**Document extract:**

■ ■ ■

# Wanted - Horseradish



## starlady (Sep 9, 2009)

The lady who made really good prepared horseradish around here passed away a couple of years ago and I guess her kids finally ran out of her stash, because I can't find any to buy anywhere! If you sell HOT horseradish (prepared or whole-root), I'd love to buy some!


----------



## beaglebiz (Aug 5, 2008)

do you want starts, or prepared? I do know you are only supposed to harvest in a month with an "R" in it (cooler months). we have a bed here that is more than 50 years old, but its too late to ship now...plants are at least 3 feet tall +
the horseradish that grows on our place has made grown men cry


----------



## doingitmyself (Jul 30, 2013)

My HR wil be ready next year. I would love to add some of that "grown men crying HR" to my patch!!! I got mine from Southern Illinois HR capitol of the world, it is a bit milder with plenty of character. I have read that the more varied your HR patch is the better it does.

■ ■ ■

**Aim:** Copy out the entire horseradish thread above, word for word.

**Material provided:**
■ ■ ■

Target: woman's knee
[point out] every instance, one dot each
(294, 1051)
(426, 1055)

■ ■ ■

**Correct output:**
# Wanted - Horseradish



## starlady (Sep 9, 2009)

The lady who made really good prepared horseradish around here passed away a couple of years ago and I guess her kids finally ran out of her stash, because I can't find any to buy anywhere! If you sell HOT horseradish (prepared or whole-root), I'd love to buy some!


----------



## beaglebiz (Aug 5, 2008)

do you want starts, or prepared? I do know you are only supposed to harvest in a month with an "R" in it (cooler months). we have a bed here that is more than 50 years old, but its too late to ship now...plants are at least 3 feet tall +
the horseradish that grows on our place has made grown men cry


----------



## doingitmyself (Jul 30, 2013)

My HR wil be ready next year. I would love to add some of that "grown men crying HR" to my patch!!! I got mine from Southern Illinois HR capitol of the world, it is a bit milder with plenty of character. I have read that the more varied your HR patch is the better it does.